§ **REQUIREMENT 1**:
Answer these from the text on the trading system and recovery:
(a) At least how many immediately identifiable ways can the multilateral trading system contribute to the recovery?
(b) Which agreement does the text say there could be a collective effort to implement faster?
(c) What principle would bilateral agreements on sharing scarce medical supplies further erode?
§ **REQUIREMENT 2**: Extend the passage on the multilateral trading system and the recovery by writing what comes after its final sentence.

§ **TEXT SEGMENT**:
^^^^^^^^

For the recovery, there are at least three immediately identifiable ways in which the multilateral trading system can contribute.  Consideration can be given to:

  • Lowering the costs of trade by lowering tariffs and other impediments to trade broadly;
  •  Engaging in a collective effort to accelerate the implementation of the Trade Facilitation Agreement, and
  • Working with international financial institutions and banks to foster the restoration of trade finance.

The multilateral trading system is uniquely positioned to provide a forum for meeting global challenges.  Subsidies disciplines cannot be limited to bilateral agreements and still be sufficiently effective.  Bilateral agreements on sharing scarce medical supplies would only further erode the principle of nondiscrimination upon which the trading system was founded.

^^^^^^^^

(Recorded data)
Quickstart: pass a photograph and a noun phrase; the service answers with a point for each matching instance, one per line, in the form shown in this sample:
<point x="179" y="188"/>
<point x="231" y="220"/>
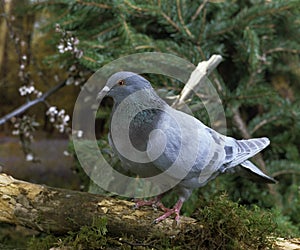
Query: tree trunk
<point x="58" y="211"/>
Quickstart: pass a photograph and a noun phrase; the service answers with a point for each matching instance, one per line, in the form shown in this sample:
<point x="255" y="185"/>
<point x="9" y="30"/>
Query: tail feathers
<point x="248" y="148"/>
<point x="250" y="171"/>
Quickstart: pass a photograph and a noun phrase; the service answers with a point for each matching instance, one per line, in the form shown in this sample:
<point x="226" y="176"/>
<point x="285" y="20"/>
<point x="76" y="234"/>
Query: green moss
<point x="88" y="237"/>
<point x="227" y="224"/>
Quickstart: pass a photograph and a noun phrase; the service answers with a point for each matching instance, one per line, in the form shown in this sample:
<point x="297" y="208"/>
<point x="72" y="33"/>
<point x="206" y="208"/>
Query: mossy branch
<point x="58" y="211"/>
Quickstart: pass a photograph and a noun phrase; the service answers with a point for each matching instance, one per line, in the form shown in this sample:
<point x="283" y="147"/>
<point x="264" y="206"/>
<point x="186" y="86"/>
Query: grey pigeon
<point x="189" y="153"/>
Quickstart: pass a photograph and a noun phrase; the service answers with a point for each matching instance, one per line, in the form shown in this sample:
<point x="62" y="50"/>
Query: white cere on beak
<point x="102" y="93"/>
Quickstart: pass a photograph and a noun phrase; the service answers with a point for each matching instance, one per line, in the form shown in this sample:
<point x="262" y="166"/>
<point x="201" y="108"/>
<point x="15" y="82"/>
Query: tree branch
<point x="197" y="77"/>
<point x="59" y="211"/>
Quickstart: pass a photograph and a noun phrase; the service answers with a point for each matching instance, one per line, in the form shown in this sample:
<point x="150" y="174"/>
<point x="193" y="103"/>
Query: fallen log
<point x="54" y="210"/>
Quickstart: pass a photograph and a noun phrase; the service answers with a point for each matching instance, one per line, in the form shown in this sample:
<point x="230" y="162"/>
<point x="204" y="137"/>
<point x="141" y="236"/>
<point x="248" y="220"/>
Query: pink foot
<point x="175" y="210"/>
<point x="153" y="202"/>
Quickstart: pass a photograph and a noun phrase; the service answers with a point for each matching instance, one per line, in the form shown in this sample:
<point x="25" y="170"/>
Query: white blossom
<point x="29" y="157"/>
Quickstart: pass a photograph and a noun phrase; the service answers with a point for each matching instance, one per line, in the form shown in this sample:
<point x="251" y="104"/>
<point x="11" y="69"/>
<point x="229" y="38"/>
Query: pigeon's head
<point x="122" y="84"/>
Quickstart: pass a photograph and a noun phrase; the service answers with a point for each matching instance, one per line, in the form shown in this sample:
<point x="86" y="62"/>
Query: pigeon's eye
<point x="121" y="82"/>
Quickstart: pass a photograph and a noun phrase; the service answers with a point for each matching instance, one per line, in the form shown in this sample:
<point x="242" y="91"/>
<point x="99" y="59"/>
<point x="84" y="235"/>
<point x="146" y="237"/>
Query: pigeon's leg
<point x="153" y="202"/>
<point x="168" y="212"/>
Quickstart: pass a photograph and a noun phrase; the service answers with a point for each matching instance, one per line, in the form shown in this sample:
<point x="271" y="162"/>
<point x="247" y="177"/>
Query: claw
<point x="153" y="202"/>
<point x="175" y="210"/>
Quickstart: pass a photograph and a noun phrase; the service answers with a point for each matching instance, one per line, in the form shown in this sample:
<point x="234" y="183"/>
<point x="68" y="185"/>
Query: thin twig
<point x="282" y="172"/>
<point x="29" y="104"/>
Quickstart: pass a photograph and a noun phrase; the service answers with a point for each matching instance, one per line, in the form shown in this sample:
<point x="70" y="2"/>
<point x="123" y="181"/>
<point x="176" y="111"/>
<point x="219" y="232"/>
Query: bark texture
<point x="58" y="211"/>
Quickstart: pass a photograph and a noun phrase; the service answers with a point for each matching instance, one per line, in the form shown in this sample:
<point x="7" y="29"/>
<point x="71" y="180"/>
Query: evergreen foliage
<point x="258" y="80"/>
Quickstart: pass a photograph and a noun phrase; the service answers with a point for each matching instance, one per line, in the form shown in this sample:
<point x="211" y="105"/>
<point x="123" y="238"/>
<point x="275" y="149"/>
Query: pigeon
<point x="186" y="151"/>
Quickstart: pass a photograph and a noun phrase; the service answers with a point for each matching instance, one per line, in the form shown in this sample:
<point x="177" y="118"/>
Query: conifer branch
<point x="99" y="5"/>
<point x="199" y="9"/>
<point x="188" y="32"/>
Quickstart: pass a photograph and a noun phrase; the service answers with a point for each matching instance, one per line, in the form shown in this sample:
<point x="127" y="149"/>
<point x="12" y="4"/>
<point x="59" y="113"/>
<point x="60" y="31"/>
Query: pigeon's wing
<point x="191" y="149"/>
<point x="238" y="151"/>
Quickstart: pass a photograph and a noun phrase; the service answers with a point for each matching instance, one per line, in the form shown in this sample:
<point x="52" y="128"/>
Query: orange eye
<point x="121" y="82"/>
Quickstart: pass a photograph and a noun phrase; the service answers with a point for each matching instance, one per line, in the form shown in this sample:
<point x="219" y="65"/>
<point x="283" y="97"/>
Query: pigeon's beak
<point x="102" y="93"/>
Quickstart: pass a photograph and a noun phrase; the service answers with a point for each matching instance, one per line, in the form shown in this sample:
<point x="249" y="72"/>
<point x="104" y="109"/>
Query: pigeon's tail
<point x="239" y="163"/>
<point x="250" y="171"/>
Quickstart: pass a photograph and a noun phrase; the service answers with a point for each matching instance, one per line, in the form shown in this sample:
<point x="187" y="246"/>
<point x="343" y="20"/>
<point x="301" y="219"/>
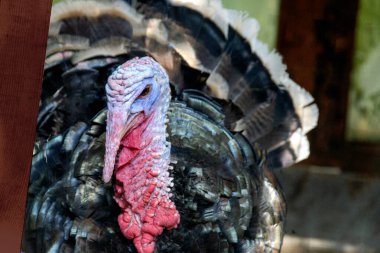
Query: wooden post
<point x="23" y="32"/>
<point x="316" y="39"/>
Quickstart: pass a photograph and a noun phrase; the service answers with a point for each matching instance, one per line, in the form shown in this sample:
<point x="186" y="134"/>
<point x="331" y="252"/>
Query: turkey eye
<point x="145" y="92"/>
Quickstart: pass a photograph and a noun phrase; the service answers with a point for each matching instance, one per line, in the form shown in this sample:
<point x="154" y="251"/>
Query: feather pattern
<point x="234" y="117"/>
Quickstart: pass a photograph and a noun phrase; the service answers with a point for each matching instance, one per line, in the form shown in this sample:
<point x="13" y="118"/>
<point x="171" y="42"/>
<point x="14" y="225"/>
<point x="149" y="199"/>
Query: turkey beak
<point x="117" y="126"/>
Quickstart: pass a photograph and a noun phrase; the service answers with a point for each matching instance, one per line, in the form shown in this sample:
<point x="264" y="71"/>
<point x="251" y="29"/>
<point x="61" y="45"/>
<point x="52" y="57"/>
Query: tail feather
<point x="202" y="46"/>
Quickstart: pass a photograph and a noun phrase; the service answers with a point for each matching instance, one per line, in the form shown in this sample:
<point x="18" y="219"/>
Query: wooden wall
<point x="23" y="34"/>
<point x="316" y="39"/>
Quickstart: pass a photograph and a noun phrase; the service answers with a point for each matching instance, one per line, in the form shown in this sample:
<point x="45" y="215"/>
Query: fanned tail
<point x="202" y="46"/>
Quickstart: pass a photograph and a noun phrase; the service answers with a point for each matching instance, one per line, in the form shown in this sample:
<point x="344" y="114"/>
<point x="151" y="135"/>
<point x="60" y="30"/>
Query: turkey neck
<point x="143" y="181"/>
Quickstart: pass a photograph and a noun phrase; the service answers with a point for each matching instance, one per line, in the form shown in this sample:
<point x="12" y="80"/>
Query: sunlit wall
<point x="364" y="103"/>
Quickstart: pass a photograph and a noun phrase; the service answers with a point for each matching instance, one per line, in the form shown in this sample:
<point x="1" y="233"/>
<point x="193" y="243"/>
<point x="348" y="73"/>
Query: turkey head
<point x="138" y="95"/>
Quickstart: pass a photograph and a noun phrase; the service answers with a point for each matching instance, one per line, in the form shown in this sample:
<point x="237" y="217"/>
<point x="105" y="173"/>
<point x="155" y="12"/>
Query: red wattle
<point x="141" y="191"/>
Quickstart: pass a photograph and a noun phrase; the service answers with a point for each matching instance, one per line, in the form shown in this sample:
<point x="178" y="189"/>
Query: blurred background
<point x="332" y="48"/>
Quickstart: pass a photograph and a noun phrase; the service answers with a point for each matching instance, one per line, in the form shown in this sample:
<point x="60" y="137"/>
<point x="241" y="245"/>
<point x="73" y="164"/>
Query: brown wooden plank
<point x="23" y="33"/>
<point x="316" y="39"/>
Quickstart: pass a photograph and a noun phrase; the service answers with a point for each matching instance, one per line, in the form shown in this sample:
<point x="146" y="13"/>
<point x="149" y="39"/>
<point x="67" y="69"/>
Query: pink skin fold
<point x="137" y="150"/>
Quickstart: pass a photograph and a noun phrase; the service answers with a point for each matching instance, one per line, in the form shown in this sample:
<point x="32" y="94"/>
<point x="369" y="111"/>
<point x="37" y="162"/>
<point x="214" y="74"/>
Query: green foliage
<point x="364" y="106"/>
<point x="266" y="12"/>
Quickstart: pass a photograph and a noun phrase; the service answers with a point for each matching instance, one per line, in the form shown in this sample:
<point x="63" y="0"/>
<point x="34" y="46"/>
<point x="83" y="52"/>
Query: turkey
<point x="159" y="127"/>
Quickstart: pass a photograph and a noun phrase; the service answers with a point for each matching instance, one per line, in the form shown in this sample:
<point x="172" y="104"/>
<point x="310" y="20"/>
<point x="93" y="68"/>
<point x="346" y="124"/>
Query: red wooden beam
<point x="23" y="32"/>
<point x="316" y="39"/>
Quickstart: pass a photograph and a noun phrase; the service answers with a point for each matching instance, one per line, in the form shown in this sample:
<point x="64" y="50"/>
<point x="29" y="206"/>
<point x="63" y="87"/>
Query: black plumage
<point x="242" y="118"/>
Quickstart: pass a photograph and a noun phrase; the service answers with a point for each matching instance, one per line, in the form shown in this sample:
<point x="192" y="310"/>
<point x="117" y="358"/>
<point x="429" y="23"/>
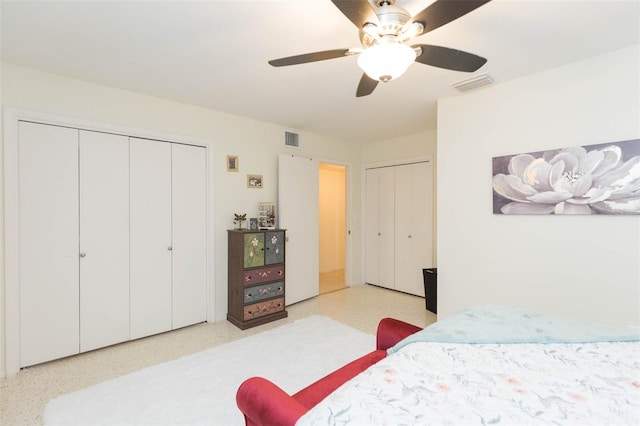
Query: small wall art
<point x="233" y="164"/>
<point x="254" y="181"/>
<point x="590" y="179"/>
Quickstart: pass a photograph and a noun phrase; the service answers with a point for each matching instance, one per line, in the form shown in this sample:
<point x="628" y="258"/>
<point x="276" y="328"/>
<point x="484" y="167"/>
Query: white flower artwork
<point x="591" y="179"/>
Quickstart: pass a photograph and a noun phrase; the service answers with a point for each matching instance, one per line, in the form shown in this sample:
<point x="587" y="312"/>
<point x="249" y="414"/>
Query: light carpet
<point x="201" y="388"/>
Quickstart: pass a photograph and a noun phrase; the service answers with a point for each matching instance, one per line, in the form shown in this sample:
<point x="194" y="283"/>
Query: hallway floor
<point x="331" y="281"/>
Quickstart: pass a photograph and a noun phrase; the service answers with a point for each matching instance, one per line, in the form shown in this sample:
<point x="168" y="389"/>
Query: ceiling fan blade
<point x="442" y="12"/>
<point x="309" y="57"/>
<point x="451" y="59"/>
<point x="366" y="86"/>
<point x="357" y="11"/>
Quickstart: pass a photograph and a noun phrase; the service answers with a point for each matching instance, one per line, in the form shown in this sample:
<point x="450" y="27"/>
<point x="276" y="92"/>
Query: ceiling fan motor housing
<point x="391" y="20"/>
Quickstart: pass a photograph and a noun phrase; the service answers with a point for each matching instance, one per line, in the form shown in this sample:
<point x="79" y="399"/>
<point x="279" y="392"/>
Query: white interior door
<point x="189" y="234"/>
<point x="104" y="239"/>
<point x="413" y="226"/>
<point x="48" y="250"/>
<point x="298" y="214"/>
<point x="150" y="237"/>
<point x="386" y="227"/>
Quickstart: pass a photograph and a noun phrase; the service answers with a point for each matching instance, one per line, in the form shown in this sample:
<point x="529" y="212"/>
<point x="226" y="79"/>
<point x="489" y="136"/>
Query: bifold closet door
<point x="48" y="232"/>
<point x="413" y="240"/>
<point x="104" y="239"/>
<point x="150" y="237"/>
<point x="189" y="231"/>
<point x="379" y="253"/>
<point x="371" y="226"/>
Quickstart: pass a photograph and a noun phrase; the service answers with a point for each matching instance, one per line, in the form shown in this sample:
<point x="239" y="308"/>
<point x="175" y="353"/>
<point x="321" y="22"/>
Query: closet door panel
<point x="104" y="239"/>
<point x="422" y="222"/>
<point x="387" y="227"/>
<point x="150" y="237"/>
<point x="413" y="226"/>
<point x="48" y="230"/>
<point x="403" y="227"/>
<point x="371" y="226"/>
<point x="189" y="186"/>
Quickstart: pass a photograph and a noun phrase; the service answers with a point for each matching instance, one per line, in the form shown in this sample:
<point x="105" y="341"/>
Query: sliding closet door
<point x="371" y="226"/>
<point x="413" y="243"/>
<point x="189" y="230"/>
<point x="150" y="237"/>
<point x="104" y="239"/>
<point x="48" y="251"/>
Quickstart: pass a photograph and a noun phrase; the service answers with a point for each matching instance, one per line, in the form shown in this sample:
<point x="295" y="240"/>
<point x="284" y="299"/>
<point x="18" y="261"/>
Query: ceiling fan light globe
<point x="386" y="61"/>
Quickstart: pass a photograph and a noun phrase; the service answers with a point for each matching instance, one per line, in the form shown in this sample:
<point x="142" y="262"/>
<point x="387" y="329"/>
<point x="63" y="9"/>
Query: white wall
<point x="256" y="143"/>
<point x="582" y="266"/>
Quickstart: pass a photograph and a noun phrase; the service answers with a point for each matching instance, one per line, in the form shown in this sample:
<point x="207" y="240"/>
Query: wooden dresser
<point x="256" y="277"/>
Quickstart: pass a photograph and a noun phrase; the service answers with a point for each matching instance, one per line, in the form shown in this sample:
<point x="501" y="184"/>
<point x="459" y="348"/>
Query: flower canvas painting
<point x="591" y="179"/>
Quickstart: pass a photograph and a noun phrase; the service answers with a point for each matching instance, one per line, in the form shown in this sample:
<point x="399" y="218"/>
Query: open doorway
<point x="332" y="226"/>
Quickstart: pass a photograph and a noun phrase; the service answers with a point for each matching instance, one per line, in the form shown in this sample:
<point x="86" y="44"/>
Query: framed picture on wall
<point x="254" y="181"/>
<point x="233" y="163"/>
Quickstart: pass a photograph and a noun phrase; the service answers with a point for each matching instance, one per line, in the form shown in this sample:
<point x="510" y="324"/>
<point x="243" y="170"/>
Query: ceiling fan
<point x="384" y="30"/>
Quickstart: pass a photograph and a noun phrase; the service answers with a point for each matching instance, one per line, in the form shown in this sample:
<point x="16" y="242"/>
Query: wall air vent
<point x="473" y="83"/>
<point x="292" y="139"/>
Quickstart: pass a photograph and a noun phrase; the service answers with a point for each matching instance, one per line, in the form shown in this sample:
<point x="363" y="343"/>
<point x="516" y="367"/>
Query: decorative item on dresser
<point x="256" y="277"/>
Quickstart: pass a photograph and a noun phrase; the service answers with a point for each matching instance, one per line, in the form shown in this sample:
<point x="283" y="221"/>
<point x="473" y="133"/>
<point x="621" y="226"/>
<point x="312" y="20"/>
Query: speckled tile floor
<point x="24" y="396"/>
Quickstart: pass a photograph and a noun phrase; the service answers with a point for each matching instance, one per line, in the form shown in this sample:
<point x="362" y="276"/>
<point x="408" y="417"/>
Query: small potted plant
<point x="239" y="219"/>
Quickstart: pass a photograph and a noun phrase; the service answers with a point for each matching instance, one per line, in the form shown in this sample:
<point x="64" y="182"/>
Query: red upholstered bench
<point x="263" y="403"/>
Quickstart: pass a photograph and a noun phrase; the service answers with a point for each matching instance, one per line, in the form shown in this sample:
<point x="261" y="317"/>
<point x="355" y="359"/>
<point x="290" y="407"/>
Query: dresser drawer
<point x="263" y="275"/>
<point x="263" y="308"/>
<point x="264" y="291"/>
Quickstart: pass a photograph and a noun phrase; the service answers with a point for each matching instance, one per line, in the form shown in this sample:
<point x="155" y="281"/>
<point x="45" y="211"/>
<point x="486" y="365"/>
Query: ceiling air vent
<point x="292" y="139"/>
<point x="473" y="82"/>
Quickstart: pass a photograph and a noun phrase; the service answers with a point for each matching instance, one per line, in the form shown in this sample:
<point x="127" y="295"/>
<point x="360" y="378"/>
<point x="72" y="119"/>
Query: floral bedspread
<point x="593" y="383"/>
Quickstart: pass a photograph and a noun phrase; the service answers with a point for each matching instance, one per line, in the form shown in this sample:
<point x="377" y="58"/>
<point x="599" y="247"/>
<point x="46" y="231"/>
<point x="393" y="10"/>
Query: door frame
<point x="348" y="246"/>
<point x="10" y="359"/>
<point x="391" y="163"/>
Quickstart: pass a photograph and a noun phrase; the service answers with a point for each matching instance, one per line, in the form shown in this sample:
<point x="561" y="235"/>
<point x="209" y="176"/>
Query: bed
<point x="496" y="365"/>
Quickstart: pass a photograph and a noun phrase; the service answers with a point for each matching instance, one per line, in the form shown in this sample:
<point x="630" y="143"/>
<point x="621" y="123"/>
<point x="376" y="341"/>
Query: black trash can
<point x="430" y="276"/>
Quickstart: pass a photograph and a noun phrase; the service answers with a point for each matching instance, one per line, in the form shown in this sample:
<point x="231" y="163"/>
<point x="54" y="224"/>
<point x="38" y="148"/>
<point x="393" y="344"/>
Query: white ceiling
<point x="214" y="54"/>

^^^^^^^^

§ **EXPECTED OUTPUT 1**:
(a) At least three.
(b) The Trade Facilitation Agreement.
(c) The principle of nondiscrimination, upon which the trading system was founded.

§ **EXPECTED OUTPUT 2**:
I do not believe that the multilateral trading system is about to fail, but it obviously needs improvement.  While it is understandable to focus on where the rules are inadequate, this should not be to the exclusion of understanding the value of what the rules currently provide.  Most of world trade is conducted based on the WTO rules, not through regional or bilateral trade agreements, or pursuant to unilateral actions.  The task ahead is to take what we have and to make it better.

I do not believe that the trading nations of the world will retreat very far into policies of autarchy.  To be sure, there will be some re-shoring of medical production, some stockpiling of medical supplies and pharmaceuticals, and some additional diversification of foreign sources of supply.  But complete self-sufficiency has economic limits and other practical limits and is unnecessary.  Mutual commitments of openness to trade is a more effective solution than the unilateral closing of borders both to meet the objective of food security as well as to assure necessary stocks of emergency medical supplies and equipment to deal with this pandemic and future crises. 

The WTO is about promoting global well-being and that includes development.  Growing international trade can benefit all nations.  Building capacity allows developing countries ultimately to enjoy all the benefits of the trading system and to be in a position to fulfill all the system’s obligations.

The multilateral trading system must aspire to universality.  Having those nations which are still outside the WTO accede to the WTO should be an objective for all.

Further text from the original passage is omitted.